__To do__
Rescale everything from the line containing "TARGET: shaggy brown ear tuft" down to the end of the records, both ends included. Repeat each of these lines, requests and all, multiplying only the answer point coordinates by 1.2 and rounding them to whole numbers with halves rounded up. Leave the sample coordinates unchanged.

__Data records__
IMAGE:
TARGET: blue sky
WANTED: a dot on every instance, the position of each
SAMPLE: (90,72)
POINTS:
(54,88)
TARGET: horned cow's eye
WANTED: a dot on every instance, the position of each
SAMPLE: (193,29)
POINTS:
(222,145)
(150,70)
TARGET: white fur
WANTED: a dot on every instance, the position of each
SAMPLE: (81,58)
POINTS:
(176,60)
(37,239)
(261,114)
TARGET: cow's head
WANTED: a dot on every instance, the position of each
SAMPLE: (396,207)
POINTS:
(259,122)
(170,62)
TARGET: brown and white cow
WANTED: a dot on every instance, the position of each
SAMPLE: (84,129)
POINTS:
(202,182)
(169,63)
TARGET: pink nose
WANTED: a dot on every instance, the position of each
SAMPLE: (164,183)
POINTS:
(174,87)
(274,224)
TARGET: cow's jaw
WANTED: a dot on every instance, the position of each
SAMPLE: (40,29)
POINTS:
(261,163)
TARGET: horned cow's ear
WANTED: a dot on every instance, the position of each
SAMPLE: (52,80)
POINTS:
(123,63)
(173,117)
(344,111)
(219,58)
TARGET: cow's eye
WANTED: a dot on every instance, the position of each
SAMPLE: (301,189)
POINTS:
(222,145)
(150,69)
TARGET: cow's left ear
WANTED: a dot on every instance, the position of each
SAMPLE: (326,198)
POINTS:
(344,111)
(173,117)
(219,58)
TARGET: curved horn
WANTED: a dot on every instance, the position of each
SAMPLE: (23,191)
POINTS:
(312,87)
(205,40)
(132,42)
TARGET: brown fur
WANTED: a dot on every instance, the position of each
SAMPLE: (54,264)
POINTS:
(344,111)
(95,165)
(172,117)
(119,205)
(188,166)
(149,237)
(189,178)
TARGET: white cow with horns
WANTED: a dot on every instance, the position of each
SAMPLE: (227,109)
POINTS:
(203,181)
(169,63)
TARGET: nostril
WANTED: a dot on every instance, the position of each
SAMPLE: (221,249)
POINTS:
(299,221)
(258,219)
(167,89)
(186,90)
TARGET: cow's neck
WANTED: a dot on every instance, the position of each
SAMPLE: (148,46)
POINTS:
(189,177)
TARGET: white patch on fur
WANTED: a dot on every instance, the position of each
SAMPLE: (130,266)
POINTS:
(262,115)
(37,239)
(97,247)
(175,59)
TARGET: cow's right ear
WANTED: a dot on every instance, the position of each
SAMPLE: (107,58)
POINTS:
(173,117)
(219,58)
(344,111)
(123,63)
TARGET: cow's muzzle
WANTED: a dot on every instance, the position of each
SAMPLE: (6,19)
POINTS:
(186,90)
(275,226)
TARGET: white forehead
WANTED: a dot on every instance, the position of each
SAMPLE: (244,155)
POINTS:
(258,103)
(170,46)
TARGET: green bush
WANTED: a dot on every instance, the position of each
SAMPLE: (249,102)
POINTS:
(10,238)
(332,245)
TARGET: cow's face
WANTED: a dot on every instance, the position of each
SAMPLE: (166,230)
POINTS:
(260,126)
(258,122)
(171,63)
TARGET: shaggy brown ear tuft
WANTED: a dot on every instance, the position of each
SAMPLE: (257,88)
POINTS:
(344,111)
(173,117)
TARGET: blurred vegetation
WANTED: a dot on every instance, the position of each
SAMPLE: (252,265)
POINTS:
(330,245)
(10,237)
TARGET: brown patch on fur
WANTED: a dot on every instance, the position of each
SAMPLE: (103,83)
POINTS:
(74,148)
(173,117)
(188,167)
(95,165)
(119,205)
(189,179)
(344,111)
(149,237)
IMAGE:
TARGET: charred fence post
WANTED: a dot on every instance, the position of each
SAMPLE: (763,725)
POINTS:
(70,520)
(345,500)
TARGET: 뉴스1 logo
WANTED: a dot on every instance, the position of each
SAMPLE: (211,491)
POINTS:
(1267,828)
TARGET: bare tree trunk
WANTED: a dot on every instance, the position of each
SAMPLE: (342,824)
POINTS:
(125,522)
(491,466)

__Output below__
TARGET: shaggy brown ear tuft
WANTED: a dot on every instance, the position of each
SAMPLE: (257,88)
POINTS:
(413,133)
(208,140)
TARGET: blurred vegetation
WANTED: a dot on every instance, the position of each
SAMPLE: (252,265)
POINTS:
(396,294)
(12,284)
TARGET: brown patch on fur
WANTED: a dot on every instance, the position of each
SAMPLE: (103,83)
POINTS:
(89,178)
(208,140)
(226,200)
(114,198)
(143,246)
(227,215)
(413,133)
(179,284)
IMAGE:
TARGET: charred fence post
WANTED: a dot on every instance, the position of each
SAMPLE: (763,725)
POINTS:
(84,624)
(414,600)
TARGET: 뉴스1 logo
WANTED: a dot on every instance, the position of each
SAMPLE: (211,491)
POINTS:
(1520,994)
TARGET: bare tree trunk
WANTED: a dot on every instance, the position of each
SAMPLE: (342,824)
POINTS:
(150,626)
(589,559)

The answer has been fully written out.